--- START OF Records shown ---

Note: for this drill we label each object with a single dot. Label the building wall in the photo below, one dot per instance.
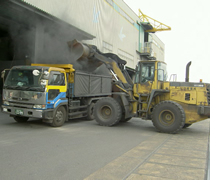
(113, 24)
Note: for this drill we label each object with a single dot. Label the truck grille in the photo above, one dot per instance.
(208, 93)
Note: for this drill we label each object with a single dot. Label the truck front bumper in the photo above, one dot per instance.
(204, 110)
(25, 112)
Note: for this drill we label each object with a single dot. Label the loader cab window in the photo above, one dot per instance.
(147, 72)
(56, 78)
(162, 72)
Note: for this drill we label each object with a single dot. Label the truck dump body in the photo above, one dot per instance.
(87, 85)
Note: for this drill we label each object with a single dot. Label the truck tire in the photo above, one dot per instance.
(59, 117)
(123, 119)
(90, 115)
(21, 119)
(168, 117)
(107, 112)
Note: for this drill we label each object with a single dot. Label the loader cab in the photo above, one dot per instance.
(149, 75)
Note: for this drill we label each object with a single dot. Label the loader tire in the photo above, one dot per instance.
(168, 117)
(107, 112)
(21, 119)
(187, 125)
(59, 117)
(123, 119)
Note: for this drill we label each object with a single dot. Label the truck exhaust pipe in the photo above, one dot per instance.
(187, 71)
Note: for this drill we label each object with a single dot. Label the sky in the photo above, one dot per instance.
(189, 38)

--- END OF Records shown ---

Print the listing above in full, exactly as written. Omit any pictures.

Note: for this drill we label each object with a single dot. Label the building wall in the photo below, one dot per instance.
(113, 24)
Note: for this drill we label each object with a single dot. Label the truck grille in the photo above, one dot per instance.
(208, 93)
Note: for this drill we label each object with a single dot. Label the truck front bumper in the photo above, one dot per instance.
(204, 110)
(25, 112)
Note: for this drill we label each object with a single dot. Label the loader cab window in the photo above, one dot per instance.
(147, 72)
(56, 78)
(162, 72)
Note: for this drill we label each object with a single dot. Label the truck dump body in the photo above, one dot per instance.
(87, 85)
Note: for this drill we label each object with a single dot. Label the truck tire in the photo above, one dot per instance.
(59, 117)
(123, 119)
(90, 115)
(21, 119)
(168, 117)
(107, 112)
Note: for this drill we label each object with a single dot. Label the loader cab in the photo above, one dot per instance.
(149, 75)
Note: for this drill we label each object with a single dot. Label the loader tire in the photo above, one dot per instance.
(168, 117)
(107, 112)
(21, 119)
(187, 125)
(59, 117)
(123, 119)
Note: for this drill we label each object with a single dot. Label the truck exhaust pipe in the photo above, one dot per instance.
(187, 71)
Note: for this drill we label each object with a single dot. Label the sky in the photo above, one dot per instance.
(189, 38)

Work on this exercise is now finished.